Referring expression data
=== Section Start ===
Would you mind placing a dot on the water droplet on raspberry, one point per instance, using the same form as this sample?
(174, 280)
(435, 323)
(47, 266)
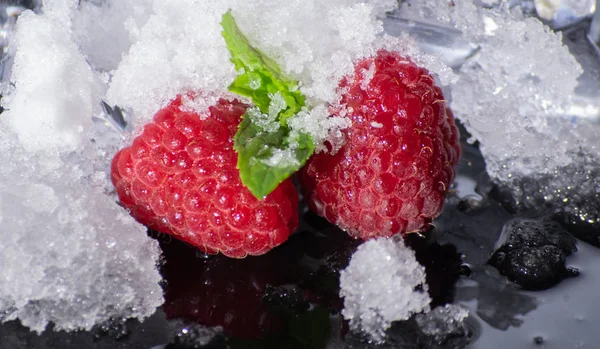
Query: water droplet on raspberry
(149, 174)
(173, 140)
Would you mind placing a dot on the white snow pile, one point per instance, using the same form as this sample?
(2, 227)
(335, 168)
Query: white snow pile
(379, 286)
(68, 253)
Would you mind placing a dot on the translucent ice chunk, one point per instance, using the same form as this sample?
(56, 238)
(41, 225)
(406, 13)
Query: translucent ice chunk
(521, 96)
(382, 283)
(442, 321)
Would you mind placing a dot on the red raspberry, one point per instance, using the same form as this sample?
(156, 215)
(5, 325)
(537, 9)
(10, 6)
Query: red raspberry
(397, 165)
(179, 177)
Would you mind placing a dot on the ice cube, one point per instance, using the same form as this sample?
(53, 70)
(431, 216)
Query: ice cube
(383, 283)
(520, 97)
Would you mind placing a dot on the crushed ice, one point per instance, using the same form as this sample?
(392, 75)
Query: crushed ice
(383, 283)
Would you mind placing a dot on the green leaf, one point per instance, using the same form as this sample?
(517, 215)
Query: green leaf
(268, 150)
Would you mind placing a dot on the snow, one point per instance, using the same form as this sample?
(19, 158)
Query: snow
(517, 96)
(180, 48)
(383, 283)
(68, 253)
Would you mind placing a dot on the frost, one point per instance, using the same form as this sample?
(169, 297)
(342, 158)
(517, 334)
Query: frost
(383, 283)
(442, 321)
(518, 96)
(179, 48)
(68, 253)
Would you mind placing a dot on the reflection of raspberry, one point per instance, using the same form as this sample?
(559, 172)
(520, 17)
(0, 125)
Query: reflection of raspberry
(397, 165)
(227, 292)
(179, 177)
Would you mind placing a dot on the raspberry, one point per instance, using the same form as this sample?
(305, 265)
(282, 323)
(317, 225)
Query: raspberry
=== Section End ===
What is being asked:
Reproduce every entry above in full and exactly, though not its pictures.

Result of this exercise:
Would you mind placing a dot on the water droplet on raspberry, one point per instance, using the same form as this sample?
(174, 280)
(435, 323)
(47, 266)
Query: water droplet on raspberry
(149, 174)
(173, 140)
Would you mind placing a dot on the white snow pile, one point per instance, using the same form as this sample?
(2, 227)
(335, 168)
Query: white snow pile
(379, 286)
(68, 253)
Would you mind placing a dot on the translucent ice chunk, one point per instance, using the same form as this sample?
(56, 238)
(41, 225)
(406, 13)
Query: translucent ice chunk
(521, 96)
(382, 283)
(442, 321)
Would you mind placing a dot on the red raspberry, one point per instance, using the same form as this sample?
(156, 215)
(5, 325)
(537, 9)
(10, 6)
Query: red raspberry
(397, 165)
(179, 177)
Would you mind placing a dot on the ice cube, one point per instance, using the same form as this sample?
(53, 70)
(431, 216)
Query: ice cube
(383, 283)
(520, 97)
Would you mind placing a dot on the crushed ice, one point per instance, using the same form as this sample?
(392, 75)
Query: crushed ice
(383, 283)
Would you mind placing a dot on the green leaf, one point per instance, using the same form as this sample?
(517, 215)
Query: green leaf
(268, 150)
Would you mind placing a dot on the snow, one point per instance, using the same form as this sample?
(19, 158)
Query: snow
(517, 96)
(180, 48)
(383, 283)
(68, 253)
Would you mind placing a dot on the frost, one point per instance, using the same form as this sample?
(169, 297)
(342, 158)
(517, 334)
Query: frost
(383, 283)
(442, 321)
(518, 96)
(179, 48)
(68, 253)
Would you mind placing a dot on the reflection of raspberry, one point per instance, using the same form as this sample?
(559, 172)
(520, 17)
(0, 125)
Query: reflection of raspberry
(397, 165)
(227, 292)
(179, 177)
Would you mind placing a dot on the raspberry, one point per instance, using the same form as this sample?
(305, 265)
(282, 323)
(317, 225)
Query: raspberry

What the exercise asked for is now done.